Point annotations for photographs
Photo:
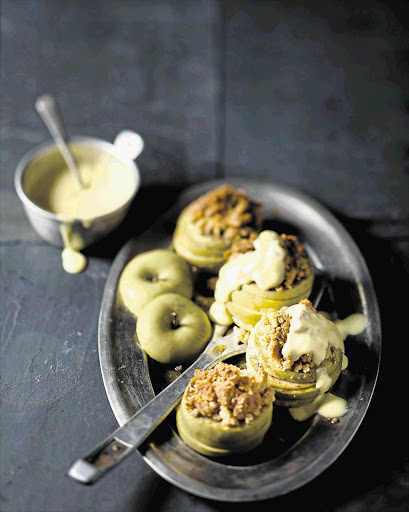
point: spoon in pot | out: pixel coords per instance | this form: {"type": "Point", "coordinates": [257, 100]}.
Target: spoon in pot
{"type": "Point", "coordinates": [47, 108]}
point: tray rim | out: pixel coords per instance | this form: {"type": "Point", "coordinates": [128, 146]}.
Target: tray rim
{"type": "Point", "coordinates": [149, 451]}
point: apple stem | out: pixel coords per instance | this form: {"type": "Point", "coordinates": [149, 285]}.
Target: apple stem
{"type": "Point", "coordinates": [175, 323]}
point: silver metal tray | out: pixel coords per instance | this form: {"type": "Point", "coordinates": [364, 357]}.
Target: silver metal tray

## Directive
Transcribe the lines of all the entries above verbatim, leaving out the pictures.

## Correct answer
Photo:
point: spoon in pot | out: pixel coords per instance | this form: {"type": "Point", "coordinates": [257, 100]}.
Target: spoon in pot
{"type": "Point", "coordinates": [47, 108]}
point: tray rim | out: pixel coords per instance | this form: {"type": "Point", "coordinates": [128, 146]}.
Target: tray rim
{"type": "Point", "coordinates": [149, 451]}
point: apple stem | out: pixel coords per instance | this form: {"type": "Point", "coordinates": [149, 285]}.
Target: apple stem
{"type": "Point", "coordinates": [175, 323]}
point: silver metal tray | out: pixel coords per instance | this form: {"type": "Point", "coordinates": [364, 357]}.
Target: silver metal tray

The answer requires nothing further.